Search the records that follow and extract every line containing the string "food".

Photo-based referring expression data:

+ + + + +

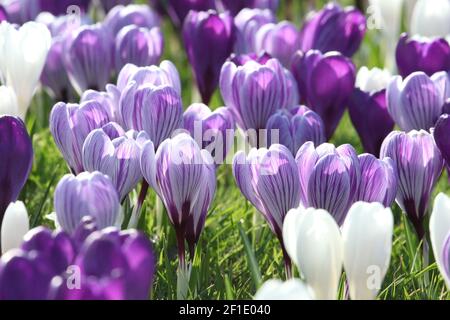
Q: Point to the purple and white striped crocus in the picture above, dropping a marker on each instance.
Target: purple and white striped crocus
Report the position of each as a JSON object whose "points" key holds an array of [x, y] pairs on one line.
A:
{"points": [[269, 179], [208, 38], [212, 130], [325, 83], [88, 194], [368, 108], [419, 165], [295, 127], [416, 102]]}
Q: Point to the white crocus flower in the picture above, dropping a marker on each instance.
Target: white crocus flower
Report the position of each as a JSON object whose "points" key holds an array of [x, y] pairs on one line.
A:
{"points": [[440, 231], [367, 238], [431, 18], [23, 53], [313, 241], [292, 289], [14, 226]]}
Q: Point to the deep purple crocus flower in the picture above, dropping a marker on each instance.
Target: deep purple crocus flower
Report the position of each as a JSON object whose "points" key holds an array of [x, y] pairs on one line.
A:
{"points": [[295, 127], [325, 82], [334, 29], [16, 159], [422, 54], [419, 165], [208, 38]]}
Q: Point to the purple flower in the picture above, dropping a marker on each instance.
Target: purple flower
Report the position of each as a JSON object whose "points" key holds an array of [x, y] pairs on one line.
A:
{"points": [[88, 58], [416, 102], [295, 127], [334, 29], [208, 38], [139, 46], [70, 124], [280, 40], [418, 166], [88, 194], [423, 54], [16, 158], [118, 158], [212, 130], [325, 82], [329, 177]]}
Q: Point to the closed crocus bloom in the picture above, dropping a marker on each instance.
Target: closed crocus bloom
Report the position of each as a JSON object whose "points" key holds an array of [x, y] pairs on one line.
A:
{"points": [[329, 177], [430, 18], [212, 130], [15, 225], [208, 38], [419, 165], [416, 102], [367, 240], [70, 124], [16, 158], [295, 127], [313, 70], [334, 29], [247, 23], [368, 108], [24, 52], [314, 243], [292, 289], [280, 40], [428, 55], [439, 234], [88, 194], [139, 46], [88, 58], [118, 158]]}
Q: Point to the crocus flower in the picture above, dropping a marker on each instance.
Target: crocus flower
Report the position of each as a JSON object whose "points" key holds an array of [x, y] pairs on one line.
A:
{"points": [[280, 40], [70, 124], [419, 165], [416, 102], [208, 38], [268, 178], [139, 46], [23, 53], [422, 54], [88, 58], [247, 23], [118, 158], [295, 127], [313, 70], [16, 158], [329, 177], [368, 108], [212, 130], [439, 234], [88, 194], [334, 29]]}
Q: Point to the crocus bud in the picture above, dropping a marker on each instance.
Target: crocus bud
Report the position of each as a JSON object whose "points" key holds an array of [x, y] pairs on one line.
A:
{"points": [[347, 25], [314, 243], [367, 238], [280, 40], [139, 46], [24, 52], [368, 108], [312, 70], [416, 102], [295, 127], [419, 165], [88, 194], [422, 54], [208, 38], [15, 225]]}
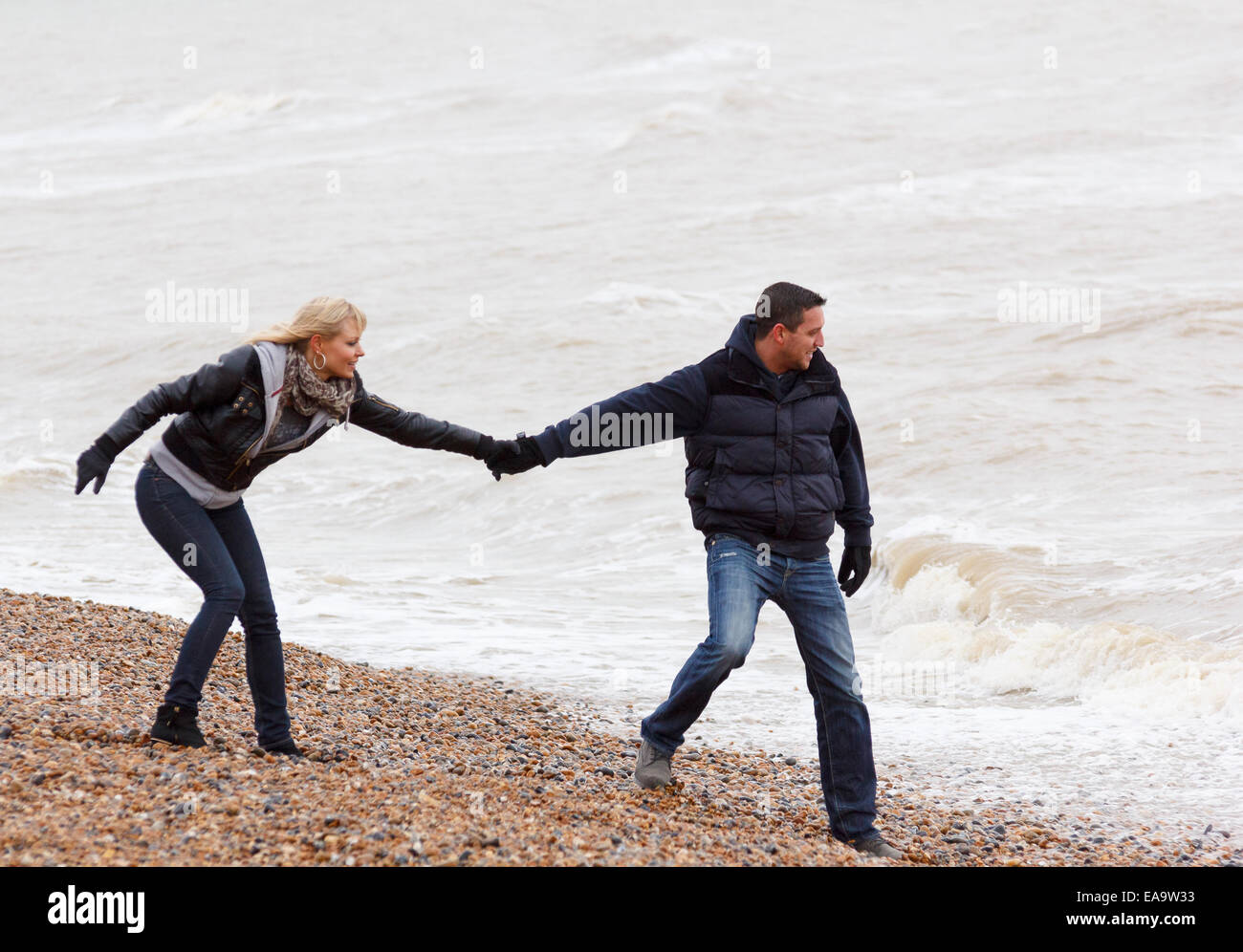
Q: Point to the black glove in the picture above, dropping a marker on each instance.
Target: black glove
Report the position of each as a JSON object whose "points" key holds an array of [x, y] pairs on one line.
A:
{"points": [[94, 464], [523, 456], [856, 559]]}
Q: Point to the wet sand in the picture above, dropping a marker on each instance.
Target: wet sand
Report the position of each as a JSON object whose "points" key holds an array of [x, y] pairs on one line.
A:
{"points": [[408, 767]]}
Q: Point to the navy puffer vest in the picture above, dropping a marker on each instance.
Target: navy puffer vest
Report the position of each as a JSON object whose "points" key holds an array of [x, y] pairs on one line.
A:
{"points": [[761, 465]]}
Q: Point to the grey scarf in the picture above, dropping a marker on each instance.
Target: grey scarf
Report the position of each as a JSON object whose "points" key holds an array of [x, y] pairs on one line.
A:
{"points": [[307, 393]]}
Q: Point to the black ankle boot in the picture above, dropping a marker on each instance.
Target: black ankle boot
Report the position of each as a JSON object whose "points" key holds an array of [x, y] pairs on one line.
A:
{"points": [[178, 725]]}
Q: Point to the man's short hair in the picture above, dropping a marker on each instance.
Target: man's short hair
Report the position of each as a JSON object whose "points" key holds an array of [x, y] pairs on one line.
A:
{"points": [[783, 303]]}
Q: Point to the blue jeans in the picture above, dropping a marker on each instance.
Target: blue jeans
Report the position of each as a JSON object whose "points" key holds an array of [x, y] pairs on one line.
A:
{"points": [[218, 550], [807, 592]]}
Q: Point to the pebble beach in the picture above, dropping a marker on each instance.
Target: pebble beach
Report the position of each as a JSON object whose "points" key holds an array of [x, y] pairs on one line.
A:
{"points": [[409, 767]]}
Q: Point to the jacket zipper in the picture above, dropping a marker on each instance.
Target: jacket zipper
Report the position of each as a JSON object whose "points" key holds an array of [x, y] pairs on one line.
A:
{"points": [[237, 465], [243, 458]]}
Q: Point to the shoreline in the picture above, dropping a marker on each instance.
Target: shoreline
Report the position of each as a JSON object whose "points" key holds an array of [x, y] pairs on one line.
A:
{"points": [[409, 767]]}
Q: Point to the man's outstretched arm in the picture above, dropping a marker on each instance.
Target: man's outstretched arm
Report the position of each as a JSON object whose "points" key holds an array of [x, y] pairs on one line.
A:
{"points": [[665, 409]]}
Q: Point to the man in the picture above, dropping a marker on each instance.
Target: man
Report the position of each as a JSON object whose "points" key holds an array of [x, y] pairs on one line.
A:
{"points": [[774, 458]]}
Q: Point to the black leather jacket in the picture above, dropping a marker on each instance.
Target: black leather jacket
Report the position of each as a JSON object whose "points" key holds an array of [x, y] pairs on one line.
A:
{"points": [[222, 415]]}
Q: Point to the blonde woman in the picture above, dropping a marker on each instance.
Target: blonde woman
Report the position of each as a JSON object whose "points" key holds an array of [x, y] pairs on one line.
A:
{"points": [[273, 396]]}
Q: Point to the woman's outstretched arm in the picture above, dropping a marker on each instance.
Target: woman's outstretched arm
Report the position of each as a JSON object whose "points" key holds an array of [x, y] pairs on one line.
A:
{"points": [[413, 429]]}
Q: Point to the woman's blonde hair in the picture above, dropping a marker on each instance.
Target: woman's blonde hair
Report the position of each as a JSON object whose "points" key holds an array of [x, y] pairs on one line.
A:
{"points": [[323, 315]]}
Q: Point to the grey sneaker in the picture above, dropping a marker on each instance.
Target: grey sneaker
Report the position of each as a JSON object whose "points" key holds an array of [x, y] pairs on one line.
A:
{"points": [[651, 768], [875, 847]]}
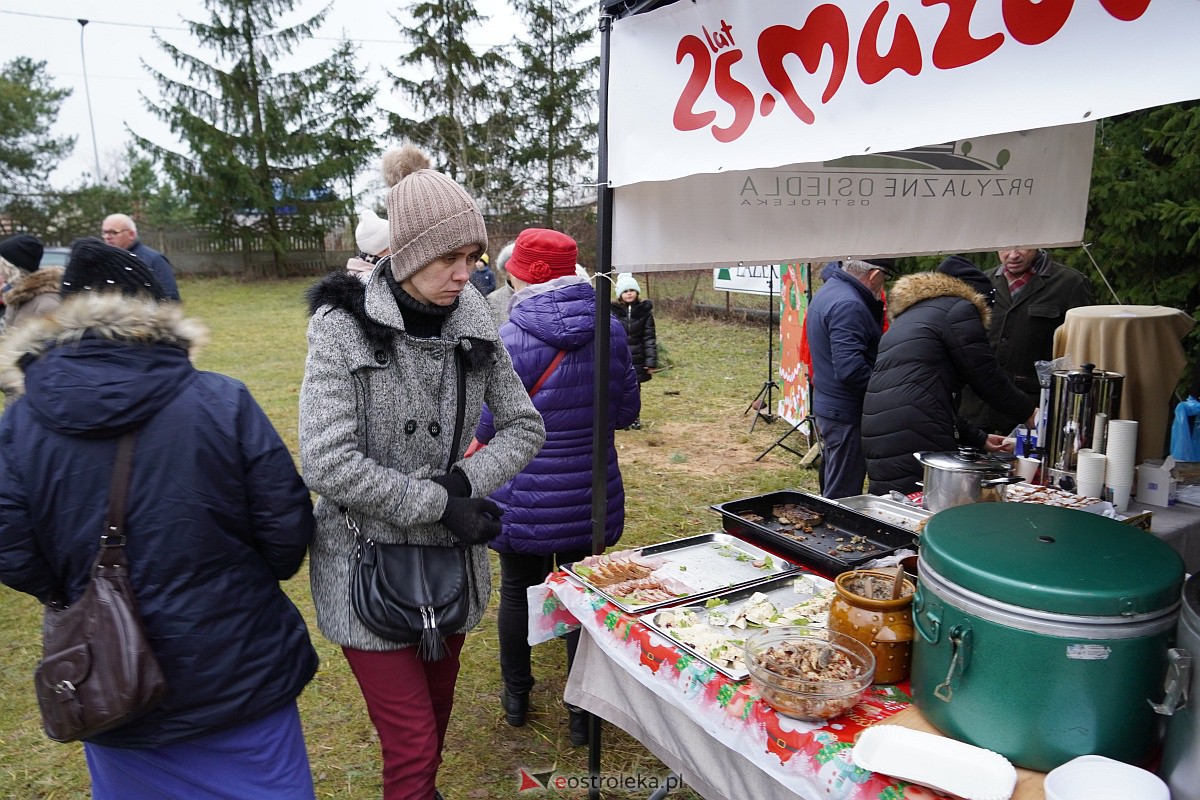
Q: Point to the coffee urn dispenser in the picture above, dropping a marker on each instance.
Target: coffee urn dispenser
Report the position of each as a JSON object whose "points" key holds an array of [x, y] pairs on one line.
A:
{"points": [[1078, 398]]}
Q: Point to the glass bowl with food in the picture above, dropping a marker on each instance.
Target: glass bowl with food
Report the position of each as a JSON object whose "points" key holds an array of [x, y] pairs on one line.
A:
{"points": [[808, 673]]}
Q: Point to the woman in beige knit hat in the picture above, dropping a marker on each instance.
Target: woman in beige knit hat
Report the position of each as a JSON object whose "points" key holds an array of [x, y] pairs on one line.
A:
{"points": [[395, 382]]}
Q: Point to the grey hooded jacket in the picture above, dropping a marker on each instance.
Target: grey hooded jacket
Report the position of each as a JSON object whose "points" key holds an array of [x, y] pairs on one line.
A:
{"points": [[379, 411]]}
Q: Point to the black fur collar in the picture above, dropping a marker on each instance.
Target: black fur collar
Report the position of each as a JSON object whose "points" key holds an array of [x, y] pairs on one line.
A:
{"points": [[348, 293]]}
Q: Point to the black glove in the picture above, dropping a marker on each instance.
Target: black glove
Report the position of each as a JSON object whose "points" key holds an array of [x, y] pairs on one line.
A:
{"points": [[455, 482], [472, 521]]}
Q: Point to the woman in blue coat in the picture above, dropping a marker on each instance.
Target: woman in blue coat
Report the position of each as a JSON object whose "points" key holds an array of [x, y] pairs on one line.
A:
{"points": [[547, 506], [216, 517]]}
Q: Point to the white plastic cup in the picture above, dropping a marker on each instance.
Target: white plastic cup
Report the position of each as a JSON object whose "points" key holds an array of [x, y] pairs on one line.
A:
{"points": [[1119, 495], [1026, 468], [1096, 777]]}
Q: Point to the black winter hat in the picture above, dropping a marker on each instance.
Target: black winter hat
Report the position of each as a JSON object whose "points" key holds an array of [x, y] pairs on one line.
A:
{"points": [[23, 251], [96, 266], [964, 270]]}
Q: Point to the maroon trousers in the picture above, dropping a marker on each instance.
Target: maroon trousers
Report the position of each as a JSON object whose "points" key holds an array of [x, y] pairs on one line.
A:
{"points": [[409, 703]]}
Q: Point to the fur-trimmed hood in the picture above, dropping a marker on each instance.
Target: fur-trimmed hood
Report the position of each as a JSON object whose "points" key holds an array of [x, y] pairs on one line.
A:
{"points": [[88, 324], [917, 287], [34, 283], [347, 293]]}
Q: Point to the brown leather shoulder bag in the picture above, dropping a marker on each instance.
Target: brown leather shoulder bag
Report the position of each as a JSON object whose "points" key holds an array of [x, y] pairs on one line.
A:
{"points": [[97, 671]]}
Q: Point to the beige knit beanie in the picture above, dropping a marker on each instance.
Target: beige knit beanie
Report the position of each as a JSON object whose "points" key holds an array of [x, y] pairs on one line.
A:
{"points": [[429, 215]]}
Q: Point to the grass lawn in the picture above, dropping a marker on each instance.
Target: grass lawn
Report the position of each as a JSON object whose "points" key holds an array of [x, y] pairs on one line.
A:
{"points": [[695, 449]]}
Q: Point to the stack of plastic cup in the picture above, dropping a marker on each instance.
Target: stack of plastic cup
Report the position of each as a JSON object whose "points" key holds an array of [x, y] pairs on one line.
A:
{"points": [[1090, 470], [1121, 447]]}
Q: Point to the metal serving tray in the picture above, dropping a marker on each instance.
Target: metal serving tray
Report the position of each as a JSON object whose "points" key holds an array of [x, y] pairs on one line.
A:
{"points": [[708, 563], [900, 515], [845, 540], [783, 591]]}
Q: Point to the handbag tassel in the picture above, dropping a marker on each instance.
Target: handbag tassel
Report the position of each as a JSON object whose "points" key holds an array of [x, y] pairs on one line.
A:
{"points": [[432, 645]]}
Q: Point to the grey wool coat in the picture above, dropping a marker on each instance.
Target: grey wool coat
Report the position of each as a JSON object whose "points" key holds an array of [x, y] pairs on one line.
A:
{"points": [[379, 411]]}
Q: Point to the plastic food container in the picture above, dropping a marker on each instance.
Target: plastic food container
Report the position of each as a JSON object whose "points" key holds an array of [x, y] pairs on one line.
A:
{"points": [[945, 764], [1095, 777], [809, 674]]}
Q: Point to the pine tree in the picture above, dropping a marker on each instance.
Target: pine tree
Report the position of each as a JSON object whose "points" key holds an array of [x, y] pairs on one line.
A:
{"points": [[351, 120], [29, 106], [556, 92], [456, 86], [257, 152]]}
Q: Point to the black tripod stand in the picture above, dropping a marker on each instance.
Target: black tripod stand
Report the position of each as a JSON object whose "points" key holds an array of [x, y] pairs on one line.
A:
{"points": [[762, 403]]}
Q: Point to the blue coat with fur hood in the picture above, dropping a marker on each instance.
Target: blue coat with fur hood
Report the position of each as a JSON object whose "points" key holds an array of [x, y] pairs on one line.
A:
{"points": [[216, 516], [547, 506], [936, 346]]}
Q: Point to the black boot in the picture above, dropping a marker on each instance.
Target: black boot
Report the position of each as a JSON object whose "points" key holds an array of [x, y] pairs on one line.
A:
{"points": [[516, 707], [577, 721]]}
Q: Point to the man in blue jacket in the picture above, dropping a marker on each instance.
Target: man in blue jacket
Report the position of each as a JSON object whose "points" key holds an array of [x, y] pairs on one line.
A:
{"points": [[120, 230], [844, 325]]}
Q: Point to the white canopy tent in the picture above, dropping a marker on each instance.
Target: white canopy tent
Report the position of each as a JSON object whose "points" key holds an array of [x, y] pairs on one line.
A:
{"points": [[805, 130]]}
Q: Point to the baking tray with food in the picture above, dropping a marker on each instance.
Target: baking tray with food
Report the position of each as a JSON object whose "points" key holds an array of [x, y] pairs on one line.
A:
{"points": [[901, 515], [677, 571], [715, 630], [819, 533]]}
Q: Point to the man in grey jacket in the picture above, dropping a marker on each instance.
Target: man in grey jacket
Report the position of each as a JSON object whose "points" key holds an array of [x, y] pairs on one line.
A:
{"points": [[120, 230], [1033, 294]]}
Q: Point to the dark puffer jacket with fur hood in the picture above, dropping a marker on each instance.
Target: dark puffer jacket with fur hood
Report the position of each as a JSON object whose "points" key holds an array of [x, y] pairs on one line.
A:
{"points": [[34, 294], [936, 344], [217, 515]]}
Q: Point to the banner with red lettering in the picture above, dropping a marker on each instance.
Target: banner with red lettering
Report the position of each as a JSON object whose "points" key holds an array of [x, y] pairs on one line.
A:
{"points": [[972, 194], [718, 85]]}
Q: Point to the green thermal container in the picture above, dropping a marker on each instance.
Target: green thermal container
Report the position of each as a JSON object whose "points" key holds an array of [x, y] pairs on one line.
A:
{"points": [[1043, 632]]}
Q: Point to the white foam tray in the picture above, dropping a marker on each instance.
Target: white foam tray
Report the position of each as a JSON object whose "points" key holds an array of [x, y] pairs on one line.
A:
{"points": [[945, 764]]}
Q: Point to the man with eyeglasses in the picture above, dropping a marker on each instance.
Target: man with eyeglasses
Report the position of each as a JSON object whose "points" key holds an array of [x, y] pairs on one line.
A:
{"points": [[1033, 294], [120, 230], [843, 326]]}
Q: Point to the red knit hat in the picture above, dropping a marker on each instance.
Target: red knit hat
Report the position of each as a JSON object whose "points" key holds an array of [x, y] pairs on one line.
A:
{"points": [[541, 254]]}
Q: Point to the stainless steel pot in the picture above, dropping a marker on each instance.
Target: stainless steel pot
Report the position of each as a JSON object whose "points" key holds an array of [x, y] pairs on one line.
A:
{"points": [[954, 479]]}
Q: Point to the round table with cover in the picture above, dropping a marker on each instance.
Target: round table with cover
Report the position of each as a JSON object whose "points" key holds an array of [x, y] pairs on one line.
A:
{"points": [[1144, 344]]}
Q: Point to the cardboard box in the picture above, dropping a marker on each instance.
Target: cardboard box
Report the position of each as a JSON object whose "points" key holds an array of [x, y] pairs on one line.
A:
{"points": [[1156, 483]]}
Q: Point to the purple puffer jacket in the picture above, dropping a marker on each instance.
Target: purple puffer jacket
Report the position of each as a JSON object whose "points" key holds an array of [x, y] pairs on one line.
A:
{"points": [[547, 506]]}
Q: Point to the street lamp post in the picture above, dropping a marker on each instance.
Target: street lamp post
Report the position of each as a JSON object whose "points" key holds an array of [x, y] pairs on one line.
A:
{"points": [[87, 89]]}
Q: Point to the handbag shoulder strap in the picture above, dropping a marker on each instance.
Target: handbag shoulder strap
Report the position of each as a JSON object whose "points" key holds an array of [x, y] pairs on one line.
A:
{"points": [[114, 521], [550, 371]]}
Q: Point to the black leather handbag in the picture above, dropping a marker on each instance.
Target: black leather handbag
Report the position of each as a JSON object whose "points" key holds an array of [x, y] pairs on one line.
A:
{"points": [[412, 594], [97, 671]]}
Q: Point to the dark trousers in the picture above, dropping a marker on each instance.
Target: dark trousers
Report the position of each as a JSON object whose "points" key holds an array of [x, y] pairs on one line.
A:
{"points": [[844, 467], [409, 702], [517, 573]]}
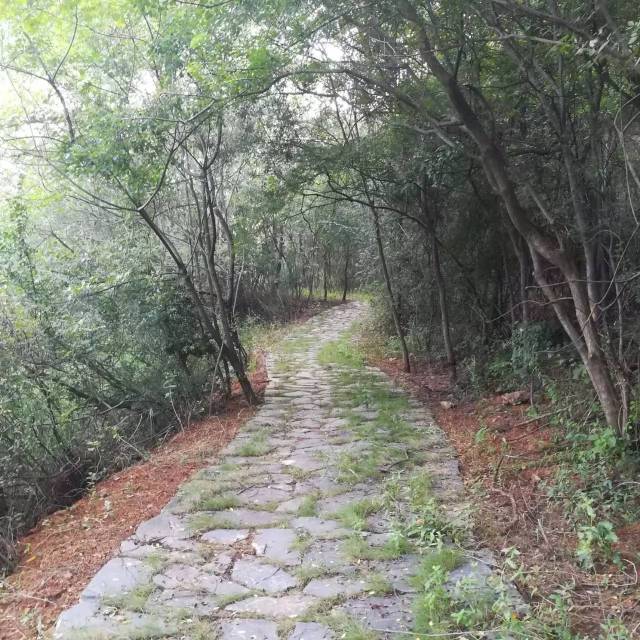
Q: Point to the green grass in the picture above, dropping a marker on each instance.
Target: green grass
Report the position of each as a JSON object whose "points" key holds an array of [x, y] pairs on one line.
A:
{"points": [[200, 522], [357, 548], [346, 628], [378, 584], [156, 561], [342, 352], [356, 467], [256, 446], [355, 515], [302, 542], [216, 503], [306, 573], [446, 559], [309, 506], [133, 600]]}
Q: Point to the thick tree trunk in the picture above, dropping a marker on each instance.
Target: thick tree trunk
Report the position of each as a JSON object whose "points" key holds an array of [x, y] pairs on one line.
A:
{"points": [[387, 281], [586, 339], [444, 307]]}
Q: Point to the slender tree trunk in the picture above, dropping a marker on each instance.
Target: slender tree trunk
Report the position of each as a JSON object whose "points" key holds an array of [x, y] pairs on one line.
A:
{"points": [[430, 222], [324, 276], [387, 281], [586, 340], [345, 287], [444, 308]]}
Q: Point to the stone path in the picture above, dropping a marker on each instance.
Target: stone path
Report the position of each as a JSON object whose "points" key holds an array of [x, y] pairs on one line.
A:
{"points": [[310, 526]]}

+ + + + +

> [Response to this task]:
Q: Point to the glass bowl with food in the picture above, dropping a marker on each instance.
Target: glass bowl with food
Q: Point to the plastic food container in the picture above, dropping a marker on each instance.
Target: plastic food container
Q: Point to the baking tray with food in the picture above, dropping a marker on each instance.
Target: baking tray with food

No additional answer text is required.